▸ **TASK BRIEF**: From the news item about Donatas Motiejunas joining the Pelicans, list every figure it gives for the Pelicans' record or position in the standings.

METAIRIE, La. (AP) Donatas Motiejunas, the Pelicans’ new 7-footer, might sound delusional to more cynical NBA observers.
Two of the first topics Motiejunas discussed after his first practice with the Pelicans on Wednesday were the health of his back and the Pelicans’ playoff prospects, offering rosy outlooks on both fronts.
”I’m going to prove it when I get on the floor,” Motiejunas said when asked about fighting the perception that he’s been damaged goods since back surgery near the end of the 2014-15 season. ”I don’t see an issue to fighting through this.”
The versatile Lithuanian, who has left and right post-up moves, hits about 31 percent of his 3-point attempts and draws praise for his passing ability, also sees himself as a boost to the Pelicans’ playoff chances. New Orleans is eight games below .500 (14-22), but sat just two games out of the final Western Conference playoff spot heading into Wednesday night’s NBA slate.

▸ **RECORD EXTRACTS**:
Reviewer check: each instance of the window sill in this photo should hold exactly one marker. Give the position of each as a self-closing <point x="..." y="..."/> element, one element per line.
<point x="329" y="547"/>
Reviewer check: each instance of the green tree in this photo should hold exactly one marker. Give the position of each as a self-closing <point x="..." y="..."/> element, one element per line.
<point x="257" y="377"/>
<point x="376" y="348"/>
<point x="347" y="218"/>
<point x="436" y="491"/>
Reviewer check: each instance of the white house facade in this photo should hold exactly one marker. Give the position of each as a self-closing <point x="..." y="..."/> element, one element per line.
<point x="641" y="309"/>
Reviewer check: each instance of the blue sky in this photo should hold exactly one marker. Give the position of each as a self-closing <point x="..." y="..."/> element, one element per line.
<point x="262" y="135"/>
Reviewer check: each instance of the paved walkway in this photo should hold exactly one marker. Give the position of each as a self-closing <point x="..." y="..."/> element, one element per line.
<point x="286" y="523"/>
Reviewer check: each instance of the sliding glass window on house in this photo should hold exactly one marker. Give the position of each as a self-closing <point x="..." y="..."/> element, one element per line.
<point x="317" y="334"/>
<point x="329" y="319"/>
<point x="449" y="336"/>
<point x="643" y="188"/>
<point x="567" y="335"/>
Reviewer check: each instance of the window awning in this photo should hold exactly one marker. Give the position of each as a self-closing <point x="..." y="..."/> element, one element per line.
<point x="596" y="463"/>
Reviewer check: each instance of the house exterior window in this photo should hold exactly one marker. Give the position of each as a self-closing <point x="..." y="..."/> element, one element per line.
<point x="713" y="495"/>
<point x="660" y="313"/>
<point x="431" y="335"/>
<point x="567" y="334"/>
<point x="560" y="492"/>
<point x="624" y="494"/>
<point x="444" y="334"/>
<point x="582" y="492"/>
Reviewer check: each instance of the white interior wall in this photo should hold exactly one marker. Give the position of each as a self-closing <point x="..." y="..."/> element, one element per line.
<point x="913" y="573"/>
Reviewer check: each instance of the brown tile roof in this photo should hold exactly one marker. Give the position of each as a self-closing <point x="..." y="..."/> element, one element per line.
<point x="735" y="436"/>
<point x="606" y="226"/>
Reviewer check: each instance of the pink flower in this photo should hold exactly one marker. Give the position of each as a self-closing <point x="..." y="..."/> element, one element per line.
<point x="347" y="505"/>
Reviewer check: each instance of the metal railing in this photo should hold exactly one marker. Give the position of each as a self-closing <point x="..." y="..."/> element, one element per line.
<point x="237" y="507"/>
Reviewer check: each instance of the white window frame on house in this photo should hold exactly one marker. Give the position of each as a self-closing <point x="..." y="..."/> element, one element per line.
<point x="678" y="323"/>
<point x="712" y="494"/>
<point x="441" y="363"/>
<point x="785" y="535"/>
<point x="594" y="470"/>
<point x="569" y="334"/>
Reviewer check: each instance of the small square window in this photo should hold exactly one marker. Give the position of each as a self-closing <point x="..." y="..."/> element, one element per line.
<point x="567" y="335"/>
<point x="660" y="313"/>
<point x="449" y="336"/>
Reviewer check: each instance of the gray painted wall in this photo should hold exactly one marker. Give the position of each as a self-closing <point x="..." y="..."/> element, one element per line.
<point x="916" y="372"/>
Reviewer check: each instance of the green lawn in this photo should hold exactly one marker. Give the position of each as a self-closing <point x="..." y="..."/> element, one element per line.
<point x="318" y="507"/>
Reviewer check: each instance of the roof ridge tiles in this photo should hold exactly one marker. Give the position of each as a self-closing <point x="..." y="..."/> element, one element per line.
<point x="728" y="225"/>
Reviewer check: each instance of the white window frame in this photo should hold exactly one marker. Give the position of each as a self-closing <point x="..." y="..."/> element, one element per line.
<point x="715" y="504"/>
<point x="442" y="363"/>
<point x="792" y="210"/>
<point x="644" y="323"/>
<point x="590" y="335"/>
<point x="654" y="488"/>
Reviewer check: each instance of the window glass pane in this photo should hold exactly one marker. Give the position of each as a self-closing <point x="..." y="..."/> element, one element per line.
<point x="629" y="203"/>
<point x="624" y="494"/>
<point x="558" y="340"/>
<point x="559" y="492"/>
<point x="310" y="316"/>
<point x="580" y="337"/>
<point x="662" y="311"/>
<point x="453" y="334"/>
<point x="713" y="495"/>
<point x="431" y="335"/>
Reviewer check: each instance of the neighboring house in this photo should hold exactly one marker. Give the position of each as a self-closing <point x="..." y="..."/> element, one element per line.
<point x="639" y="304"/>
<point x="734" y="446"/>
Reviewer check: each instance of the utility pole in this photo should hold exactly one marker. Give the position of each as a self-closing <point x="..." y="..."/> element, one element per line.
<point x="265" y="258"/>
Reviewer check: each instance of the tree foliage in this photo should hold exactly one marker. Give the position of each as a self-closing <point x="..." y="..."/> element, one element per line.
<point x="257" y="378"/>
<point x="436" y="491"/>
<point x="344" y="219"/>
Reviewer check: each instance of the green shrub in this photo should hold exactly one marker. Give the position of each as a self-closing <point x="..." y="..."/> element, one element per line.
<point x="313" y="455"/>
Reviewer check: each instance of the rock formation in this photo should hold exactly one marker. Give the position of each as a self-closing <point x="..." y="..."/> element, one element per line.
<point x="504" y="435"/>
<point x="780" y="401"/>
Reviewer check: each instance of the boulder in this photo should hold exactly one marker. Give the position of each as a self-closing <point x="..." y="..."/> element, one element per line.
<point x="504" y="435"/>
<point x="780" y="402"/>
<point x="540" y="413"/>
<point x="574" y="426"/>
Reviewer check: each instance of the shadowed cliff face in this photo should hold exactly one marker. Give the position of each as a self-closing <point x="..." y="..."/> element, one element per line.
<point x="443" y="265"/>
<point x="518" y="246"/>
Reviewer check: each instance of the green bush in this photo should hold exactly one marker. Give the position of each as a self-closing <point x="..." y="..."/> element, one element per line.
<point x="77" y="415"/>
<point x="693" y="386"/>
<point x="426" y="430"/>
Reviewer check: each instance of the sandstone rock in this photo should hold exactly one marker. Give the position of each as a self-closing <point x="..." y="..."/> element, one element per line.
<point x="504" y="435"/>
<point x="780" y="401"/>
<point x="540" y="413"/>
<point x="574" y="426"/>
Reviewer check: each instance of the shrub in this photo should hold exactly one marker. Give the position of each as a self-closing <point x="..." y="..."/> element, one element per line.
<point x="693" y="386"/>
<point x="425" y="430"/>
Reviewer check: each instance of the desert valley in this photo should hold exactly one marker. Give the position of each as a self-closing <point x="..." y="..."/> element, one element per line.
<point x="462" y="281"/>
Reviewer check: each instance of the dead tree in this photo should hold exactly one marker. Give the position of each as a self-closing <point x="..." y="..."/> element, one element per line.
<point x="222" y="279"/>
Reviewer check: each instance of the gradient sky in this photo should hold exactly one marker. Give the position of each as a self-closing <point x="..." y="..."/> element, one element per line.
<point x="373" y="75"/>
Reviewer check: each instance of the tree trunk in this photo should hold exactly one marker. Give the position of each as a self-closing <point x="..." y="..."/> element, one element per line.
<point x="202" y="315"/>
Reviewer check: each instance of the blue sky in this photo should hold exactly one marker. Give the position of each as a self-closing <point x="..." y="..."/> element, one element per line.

▸ **REPLY TO THE TASK**:
- Eight games below .500
- A 14-22 record
- Two games out of the final Western Conference playoff spot